**Getoonde tekst**
※ ※ ※
Ik stap voorzichtig naar buiten. Is het glad? Nee, gelukkig vandaag eens niet. Dat komt goed uit, want één keer in de zes weken wandel ik van Dordrecht naar Zwijndrecht (en terug) om de kapper te bezoeken.
Het eerste stukje van de route is wat al te vertrouwd: Noordendijk oversteken, langs het Leger des Heils, naar mijn supermarkt. Bij de Dirk probeert een man dekens onder zijn arm vastgeklemd te houden en tegelijk zijn fiets te bestijgen. Verderop propt een volumineuze dame dekens die, strak in het plastic, niet willen buigen een auto in. Het is duidelijk wat er in de aanbieding is.
Bij het eerste stukje van de Spuiboulevard heb ik inspiratie voor een eng boek. Ik loop onder de overkapping bij de bushaltes, waar de voormalige winkels leeg en dood zijn. Ik stel me voor hoe spinnen of vleermuizen vanuit de overkapping zich in mijn capuchon laten vallen, met scherpe tanden (hebben spinnen tanden?) een gaatje in mijn nek maken en me dan iets inspuiten waardoor ik hun willige zombie word. Geen idee waar die inspiratie vandaan komt. Misschien van het alarmlicht dat al maanden tevergeefs zijn waarschuwing knippert, of van het hek dat mensen moest tegenhouden maar dat grauw en moedeloos op straat ligt.
Verder op de Spuiboulevard wordt het wat feestelijker. Hoog op het Stadskantoor wappert de driekleur, inclusief wimpel. Ik moet diep nadenken voordat ik weet voor wie: het is de verjaardag van onze voormalige vorstin. Gefeliciteerd, prinses Beatrix!
Ik maak een draai bij de haven, loop langs de Rabobank waar je geen geld kunt opnemen (ik blijf het bizar vinden) en nader de brug. Sinds vorig jaar is er een fietslift: de band waarop de fietsers hun rijwiel zetten is geautomatiseerd, zodat ze zelf kracht hoeven zetten om de fietsen boven te krijgen. Net voor me pakt een jongen zijn mountainbike op, slingert hem op zijn rug en beklimt de hoge trappen. Hij doet het nog net niet rennend, maar mijn respect is er niet minder om.
※ ※ ※
**Vermelde items**
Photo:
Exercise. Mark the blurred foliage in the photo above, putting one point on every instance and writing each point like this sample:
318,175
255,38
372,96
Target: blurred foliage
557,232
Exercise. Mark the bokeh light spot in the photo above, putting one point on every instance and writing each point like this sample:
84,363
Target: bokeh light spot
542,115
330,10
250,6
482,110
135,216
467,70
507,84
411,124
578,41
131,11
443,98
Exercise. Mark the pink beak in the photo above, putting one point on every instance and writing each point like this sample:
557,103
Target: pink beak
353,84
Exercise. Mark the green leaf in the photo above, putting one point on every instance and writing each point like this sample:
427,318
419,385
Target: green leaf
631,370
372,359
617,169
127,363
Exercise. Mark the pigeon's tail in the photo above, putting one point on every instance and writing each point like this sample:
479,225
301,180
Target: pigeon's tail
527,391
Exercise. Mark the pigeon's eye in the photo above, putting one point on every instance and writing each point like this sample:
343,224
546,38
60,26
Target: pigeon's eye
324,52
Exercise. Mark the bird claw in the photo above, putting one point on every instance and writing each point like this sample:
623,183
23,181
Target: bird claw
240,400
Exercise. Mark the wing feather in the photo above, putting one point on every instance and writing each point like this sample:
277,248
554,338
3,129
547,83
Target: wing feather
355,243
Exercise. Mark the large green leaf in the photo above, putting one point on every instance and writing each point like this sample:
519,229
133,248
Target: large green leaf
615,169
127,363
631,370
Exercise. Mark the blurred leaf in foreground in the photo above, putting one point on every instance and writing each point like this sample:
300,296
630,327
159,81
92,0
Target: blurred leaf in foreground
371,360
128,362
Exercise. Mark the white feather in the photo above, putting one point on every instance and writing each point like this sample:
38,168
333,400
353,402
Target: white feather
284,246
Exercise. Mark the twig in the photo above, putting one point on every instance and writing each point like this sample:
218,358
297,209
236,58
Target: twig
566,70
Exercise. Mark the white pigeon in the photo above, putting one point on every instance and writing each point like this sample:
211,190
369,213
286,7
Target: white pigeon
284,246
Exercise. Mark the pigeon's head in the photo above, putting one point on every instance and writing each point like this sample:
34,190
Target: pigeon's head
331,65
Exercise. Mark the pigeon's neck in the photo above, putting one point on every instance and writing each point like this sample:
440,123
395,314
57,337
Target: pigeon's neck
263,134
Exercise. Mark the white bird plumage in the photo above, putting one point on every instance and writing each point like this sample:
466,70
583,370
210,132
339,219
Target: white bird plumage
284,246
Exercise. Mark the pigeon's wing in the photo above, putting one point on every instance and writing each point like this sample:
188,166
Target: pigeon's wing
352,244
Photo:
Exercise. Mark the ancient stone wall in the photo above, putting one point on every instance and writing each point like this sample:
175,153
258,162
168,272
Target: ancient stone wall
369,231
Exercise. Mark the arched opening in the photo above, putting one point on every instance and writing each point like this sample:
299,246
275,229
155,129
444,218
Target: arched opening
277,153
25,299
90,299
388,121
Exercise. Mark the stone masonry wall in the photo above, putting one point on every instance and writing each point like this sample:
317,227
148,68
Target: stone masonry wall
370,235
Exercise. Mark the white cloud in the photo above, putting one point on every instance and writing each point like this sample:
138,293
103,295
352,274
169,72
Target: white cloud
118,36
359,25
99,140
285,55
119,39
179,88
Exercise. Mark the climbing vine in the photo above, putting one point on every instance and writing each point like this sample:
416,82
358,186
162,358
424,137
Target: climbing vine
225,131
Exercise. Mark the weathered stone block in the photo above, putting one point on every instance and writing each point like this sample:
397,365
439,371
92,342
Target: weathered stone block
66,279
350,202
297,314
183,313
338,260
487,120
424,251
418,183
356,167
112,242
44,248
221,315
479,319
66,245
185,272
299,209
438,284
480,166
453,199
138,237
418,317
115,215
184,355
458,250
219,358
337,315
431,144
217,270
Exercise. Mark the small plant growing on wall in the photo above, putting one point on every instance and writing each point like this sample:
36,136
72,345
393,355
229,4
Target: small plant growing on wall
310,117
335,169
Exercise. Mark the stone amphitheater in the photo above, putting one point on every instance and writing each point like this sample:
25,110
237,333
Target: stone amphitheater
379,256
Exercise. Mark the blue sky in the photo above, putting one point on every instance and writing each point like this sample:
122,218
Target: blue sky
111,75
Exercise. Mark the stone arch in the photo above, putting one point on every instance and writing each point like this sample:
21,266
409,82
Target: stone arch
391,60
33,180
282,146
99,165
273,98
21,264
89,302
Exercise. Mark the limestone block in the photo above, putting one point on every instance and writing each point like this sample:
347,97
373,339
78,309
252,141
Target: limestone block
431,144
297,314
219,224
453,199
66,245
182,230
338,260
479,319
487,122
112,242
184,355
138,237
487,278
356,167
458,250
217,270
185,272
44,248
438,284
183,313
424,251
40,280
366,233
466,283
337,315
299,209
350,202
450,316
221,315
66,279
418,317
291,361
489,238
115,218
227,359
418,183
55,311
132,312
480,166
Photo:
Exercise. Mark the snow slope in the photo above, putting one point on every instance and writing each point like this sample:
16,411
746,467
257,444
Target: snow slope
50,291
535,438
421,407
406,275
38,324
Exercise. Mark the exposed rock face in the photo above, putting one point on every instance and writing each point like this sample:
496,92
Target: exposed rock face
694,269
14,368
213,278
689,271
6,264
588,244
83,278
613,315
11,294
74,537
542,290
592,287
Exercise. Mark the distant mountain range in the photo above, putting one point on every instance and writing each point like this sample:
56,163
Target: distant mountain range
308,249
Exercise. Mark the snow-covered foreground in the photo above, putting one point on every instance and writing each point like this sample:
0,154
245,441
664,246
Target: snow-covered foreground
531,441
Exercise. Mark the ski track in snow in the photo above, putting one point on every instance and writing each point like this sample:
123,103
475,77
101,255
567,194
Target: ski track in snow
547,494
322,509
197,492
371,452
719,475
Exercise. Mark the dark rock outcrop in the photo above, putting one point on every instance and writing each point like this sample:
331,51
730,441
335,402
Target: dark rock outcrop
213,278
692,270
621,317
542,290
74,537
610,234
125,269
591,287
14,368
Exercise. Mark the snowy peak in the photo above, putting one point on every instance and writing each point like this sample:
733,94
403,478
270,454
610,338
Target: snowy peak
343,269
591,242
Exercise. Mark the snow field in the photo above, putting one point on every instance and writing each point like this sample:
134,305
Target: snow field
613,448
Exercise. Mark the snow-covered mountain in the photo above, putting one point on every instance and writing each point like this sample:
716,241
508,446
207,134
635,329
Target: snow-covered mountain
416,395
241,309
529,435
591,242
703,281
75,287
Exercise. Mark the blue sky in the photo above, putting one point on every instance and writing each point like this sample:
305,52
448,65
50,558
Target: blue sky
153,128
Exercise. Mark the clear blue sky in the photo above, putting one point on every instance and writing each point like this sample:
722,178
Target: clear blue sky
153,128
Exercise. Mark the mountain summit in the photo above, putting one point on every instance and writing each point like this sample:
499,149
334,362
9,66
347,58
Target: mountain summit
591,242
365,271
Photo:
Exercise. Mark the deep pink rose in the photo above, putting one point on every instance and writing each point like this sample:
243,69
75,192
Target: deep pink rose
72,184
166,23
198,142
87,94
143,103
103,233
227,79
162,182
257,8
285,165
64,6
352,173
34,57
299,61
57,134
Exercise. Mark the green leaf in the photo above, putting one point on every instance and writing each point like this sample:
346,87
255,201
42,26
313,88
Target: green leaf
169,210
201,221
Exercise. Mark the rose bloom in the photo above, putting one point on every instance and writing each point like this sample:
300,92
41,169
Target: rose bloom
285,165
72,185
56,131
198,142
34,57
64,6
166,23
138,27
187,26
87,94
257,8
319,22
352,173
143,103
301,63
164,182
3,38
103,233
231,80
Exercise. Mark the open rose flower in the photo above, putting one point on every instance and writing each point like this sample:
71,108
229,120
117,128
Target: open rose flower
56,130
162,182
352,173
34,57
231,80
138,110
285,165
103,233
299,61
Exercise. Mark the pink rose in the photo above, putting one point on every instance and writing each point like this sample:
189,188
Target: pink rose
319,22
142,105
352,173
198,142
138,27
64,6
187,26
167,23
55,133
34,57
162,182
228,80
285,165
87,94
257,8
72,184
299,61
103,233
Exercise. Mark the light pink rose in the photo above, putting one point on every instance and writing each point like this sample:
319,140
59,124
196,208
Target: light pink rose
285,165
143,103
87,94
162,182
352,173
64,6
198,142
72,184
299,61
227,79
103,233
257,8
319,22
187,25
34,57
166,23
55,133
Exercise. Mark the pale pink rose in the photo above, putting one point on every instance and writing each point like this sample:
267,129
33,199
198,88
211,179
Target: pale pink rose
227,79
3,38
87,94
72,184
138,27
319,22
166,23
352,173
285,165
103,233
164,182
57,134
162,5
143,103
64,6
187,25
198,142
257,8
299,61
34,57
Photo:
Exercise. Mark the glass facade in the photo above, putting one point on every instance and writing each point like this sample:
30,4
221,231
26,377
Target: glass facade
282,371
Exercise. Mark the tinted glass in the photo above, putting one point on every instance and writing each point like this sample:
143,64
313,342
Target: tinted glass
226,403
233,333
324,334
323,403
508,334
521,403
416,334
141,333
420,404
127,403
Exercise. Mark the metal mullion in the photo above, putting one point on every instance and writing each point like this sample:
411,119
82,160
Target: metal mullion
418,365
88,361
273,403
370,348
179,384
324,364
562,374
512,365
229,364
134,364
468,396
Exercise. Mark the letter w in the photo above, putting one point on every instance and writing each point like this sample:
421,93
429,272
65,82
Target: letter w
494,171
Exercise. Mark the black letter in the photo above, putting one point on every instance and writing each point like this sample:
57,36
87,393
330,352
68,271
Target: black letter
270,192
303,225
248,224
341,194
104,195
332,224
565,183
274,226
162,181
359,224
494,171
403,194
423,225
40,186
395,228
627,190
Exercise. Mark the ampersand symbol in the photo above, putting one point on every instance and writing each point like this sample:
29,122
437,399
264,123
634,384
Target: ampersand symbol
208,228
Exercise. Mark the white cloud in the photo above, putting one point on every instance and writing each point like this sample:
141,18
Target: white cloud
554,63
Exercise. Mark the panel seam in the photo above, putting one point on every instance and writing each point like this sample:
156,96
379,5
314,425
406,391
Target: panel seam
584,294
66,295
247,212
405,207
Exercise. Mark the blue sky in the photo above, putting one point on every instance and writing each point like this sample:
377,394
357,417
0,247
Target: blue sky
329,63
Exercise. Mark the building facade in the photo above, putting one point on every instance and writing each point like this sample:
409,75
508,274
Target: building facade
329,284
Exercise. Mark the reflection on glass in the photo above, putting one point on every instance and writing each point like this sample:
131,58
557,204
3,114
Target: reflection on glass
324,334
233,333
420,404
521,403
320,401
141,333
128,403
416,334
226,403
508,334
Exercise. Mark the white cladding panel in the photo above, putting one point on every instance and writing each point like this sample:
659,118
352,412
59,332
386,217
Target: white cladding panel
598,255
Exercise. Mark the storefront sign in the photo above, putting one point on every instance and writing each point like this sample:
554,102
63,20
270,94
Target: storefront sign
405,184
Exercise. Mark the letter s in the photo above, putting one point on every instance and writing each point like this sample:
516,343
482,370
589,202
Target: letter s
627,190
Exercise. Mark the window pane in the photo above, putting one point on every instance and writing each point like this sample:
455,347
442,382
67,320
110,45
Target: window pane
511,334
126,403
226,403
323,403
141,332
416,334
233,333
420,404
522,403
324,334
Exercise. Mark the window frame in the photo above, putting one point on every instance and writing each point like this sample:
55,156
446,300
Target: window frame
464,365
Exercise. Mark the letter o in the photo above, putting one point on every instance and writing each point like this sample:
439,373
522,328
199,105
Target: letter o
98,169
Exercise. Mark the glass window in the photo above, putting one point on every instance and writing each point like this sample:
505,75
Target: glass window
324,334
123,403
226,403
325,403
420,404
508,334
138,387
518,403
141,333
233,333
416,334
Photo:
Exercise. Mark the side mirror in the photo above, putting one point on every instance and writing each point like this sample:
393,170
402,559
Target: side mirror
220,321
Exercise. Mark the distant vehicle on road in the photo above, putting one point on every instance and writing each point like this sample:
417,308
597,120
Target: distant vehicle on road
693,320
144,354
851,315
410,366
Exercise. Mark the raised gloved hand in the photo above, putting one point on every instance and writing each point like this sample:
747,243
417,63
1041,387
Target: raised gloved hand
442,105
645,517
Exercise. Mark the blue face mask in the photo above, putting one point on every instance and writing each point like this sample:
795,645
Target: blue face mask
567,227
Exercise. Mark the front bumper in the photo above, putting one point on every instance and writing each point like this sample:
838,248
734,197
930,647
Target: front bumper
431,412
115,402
※ ※ ※
**Opgaven**
• 1. Vertaal de zin "Verder op de Spuiboulevard wordt het wat feestelijker." uit de getoonde tekst naar het Engels.
• 2. Geef bij elke bewering aan of de getoonde tekst die bevestigt, met ja of nee, en citeer de doorslaggevende woorden letterlijk.
(a) De ik-figuur loopt eens per zes weken naar Zwijndrecht voor de kapper.
(b) Het is vandaag glad buiten.
(c) De vlag op het Stadskantoor hangt uit voor de verjaardag van de huidige koning.
De items staan los van de getoonde tekst.

**Antwoorden**
• 1. Farther along the Spuiboulevard, things get a bit more festive.

• 2.
(a) Ja: "één keer in de zes weken wandel ik van Dordrecht naar Zwijndrecht (en terug) om de kapper te bezoeken"
(b) Nee: "Nee, gelukkig vandaag eens niet."
(c) Nee: "het is de verjaardag van onze voormalige vorstin"